Quote each of the items below word for word, leaving out the pictures.

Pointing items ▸

+===+

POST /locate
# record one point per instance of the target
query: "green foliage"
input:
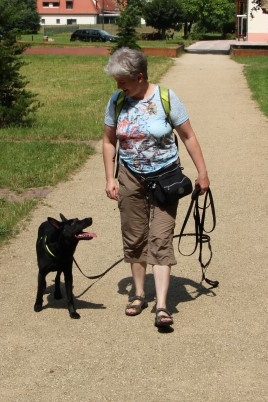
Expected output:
(127, 23)
(256, 73)
(17, 17)
(216, 16)
(163, 14)
(17, 105)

+===+

Task answer ▸
POST /locate
# record one point per instance of the target
query: "green foliage"
input:
Expected output:
(127, 23)
(256, 73)
(17, 17)
(216, 16)
(163, 14)
(17, 105)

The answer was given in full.